- _KUMPULAN TUGAS_
• A. Jelaskan dalam satu sampai tiga kalimat alasan Amerika Serikat menyerbu Afghanistan menurut teks tentang Taliban.
• B. Dalam teks tentang Taliban, kata "santri" disebut sebagai sebutan siswa dalam bahasa apa?
• C. Tuliskan ulang bagian teks tentang Taliban dari kata "Nah, sejak itulah" dan berhenti setelah kata "bahasa sansekerta (India).".

··· BAGIAN TEKS ···

Lalu zaman berganti. Akibat runtuhnya menara kembar New York yang oleh Amerika Serikat disebut dilakukan Osama bin Laden yang kala itu bersembunyi di Afghanistan, mereka serbu negara itu pada tahun 2003 atau sekitar 20 tahun lalu.

Nah, sejak itulah sebutan Taliban sebagai teroris muncul diberbagai media massa barat. Indonesia juga ikut terkena imbas istilah itu. Mereka menyebut Taliban sebagai kaum radikal yang berbahaya. Misalnya ketika ada yang menyebut ada kekuatan Taliban di lembaga anti rasuah, Komisi Pemberantasan Korupsi. Padahal sejatinya arti kata 'Taliban' itu identik dengan kata 'santri' di Indonesia. Taliban adalah berati pelajar dari kata Arab, santri adalah sebutan siswa dalam bahasa sansekerta (India).

··· DATA YANG DIBERIKAN ···

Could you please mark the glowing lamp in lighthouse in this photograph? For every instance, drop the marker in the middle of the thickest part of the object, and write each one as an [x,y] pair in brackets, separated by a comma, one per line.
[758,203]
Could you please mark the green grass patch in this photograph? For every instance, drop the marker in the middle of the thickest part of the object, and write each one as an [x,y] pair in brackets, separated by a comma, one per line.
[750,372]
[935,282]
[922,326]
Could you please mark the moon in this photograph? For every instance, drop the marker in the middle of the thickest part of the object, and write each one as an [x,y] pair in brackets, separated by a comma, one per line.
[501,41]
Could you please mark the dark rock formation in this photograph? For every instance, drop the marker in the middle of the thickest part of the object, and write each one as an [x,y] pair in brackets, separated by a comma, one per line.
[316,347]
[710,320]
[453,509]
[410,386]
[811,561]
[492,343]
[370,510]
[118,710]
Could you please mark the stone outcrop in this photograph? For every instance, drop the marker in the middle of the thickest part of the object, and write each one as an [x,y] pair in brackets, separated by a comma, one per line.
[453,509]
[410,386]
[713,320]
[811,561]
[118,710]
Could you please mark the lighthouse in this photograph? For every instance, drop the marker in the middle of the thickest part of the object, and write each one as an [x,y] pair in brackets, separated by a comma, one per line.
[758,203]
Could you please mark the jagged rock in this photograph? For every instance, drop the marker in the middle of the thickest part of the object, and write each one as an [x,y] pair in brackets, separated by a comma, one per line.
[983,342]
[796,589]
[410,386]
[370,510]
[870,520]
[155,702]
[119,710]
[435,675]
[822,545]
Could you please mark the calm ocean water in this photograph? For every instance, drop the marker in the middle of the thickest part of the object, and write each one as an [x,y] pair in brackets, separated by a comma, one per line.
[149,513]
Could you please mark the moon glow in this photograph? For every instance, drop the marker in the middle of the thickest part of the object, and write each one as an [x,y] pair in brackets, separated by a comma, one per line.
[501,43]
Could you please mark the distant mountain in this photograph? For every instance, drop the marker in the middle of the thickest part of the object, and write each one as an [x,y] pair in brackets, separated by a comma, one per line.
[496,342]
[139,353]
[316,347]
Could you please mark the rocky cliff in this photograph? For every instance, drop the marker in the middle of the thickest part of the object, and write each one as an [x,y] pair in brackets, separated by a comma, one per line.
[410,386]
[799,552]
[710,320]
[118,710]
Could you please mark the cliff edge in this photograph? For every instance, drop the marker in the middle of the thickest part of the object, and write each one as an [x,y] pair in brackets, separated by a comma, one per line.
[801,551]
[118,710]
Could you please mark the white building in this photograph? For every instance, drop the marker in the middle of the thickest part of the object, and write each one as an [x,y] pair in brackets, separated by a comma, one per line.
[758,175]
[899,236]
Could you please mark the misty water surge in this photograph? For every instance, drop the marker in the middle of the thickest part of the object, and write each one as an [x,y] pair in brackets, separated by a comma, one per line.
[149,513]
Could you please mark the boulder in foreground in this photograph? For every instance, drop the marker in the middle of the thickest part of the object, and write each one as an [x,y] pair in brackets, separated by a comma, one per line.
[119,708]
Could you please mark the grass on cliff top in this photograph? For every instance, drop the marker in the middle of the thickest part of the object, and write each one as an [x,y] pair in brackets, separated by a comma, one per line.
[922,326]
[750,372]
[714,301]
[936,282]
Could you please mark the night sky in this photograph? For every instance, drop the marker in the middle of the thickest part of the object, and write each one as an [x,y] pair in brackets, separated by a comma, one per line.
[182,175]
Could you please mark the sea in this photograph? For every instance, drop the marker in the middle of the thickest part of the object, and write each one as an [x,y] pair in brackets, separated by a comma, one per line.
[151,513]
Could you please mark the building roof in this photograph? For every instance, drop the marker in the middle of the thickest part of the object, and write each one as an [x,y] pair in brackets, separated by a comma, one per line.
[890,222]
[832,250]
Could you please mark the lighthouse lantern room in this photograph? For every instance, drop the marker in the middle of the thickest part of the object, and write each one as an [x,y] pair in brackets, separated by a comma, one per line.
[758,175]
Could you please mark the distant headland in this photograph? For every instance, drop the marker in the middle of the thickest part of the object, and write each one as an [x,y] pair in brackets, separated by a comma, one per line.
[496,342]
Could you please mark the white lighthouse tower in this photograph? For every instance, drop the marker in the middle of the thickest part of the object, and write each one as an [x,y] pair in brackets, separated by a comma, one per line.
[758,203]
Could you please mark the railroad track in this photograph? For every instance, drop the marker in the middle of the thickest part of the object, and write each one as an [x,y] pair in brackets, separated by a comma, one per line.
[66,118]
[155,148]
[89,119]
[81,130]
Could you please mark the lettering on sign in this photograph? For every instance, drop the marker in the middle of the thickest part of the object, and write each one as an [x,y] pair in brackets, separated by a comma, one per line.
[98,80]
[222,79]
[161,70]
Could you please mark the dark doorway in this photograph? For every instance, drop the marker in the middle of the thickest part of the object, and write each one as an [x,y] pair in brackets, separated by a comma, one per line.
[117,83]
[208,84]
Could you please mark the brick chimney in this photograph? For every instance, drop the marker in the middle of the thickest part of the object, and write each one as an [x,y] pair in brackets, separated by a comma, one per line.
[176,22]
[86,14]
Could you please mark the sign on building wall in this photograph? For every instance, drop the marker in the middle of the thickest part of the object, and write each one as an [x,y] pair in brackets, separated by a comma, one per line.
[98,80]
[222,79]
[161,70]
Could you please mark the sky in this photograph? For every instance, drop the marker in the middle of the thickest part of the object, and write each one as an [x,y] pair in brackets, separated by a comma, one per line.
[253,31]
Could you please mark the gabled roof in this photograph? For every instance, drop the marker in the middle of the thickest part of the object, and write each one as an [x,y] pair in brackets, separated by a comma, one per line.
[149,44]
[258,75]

···
··· DATA YANG DIBERIKAN ···

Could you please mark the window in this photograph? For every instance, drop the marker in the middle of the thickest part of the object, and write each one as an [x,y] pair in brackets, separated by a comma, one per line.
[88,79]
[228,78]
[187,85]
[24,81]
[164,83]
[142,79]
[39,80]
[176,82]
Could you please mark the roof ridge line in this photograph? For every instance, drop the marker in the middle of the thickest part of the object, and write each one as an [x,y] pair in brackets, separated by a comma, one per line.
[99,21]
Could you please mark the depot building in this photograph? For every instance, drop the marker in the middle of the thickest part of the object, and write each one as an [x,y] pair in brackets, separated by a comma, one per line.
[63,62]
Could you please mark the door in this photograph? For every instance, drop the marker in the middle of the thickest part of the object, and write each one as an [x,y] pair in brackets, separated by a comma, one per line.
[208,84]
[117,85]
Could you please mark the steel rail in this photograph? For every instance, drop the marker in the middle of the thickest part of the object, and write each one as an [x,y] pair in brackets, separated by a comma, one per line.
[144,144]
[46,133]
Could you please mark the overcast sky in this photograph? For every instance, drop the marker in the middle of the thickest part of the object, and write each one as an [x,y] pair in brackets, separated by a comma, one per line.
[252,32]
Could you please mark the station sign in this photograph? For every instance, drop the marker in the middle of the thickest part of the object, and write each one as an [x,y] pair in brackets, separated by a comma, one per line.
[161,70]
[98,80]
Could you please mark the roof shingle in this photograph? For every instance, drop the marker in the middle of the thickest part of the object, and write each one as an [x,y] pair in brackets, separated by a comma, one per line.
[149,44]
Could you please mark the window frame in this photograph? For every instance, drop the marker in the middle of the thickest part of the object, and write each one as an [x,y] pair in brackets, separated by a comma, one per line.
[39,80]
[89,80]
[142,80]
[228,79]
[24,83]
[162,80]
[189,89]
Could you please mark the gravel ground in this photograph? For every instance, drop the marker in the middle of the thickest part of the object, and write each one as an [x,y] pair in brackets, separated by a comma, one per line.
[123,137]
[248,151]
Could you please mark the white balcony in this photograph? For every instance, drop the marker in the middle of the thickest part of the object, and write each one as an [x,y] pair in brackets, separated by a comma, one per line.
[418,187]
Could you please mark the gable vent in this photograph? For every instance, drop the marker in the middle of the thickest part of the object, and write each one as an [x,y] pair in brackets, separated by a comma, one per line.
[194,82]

···

- _DAFTAR JAWABAN_
• A. Amerika Serikat menyerbu Afghanistan karena runtuhnya menara kembar New York. Amerika Serikat menyebut peristiwa itu dilakukan oleh Osama bin Laden, yang kala itu bersembunyi di Afghanistan.

• B. Bahasa Sanskerta (India).

• C.
Nah, sejak itulah sebutan Taliban sebagai teroris muncul diberbagai media massa barat. Indonesia juga ikut terkena imbas istilah itu. Mereka menyebut Taliban sebagai kaum radikal yang berbahaya. Misalnya ketika ada yang menyebut ada kekuatan Taliban di lembaga anti rasuah, Komisi Pemberantasan Korupsi. Padahal sejatinya arti kata 'Taliban' itu identik dengan kata 'santri' di Indonesia. Taliban adalah berati pelajar dari kata Arab, santri adalah sebutan siswa dalam bahasa sansekerta (India).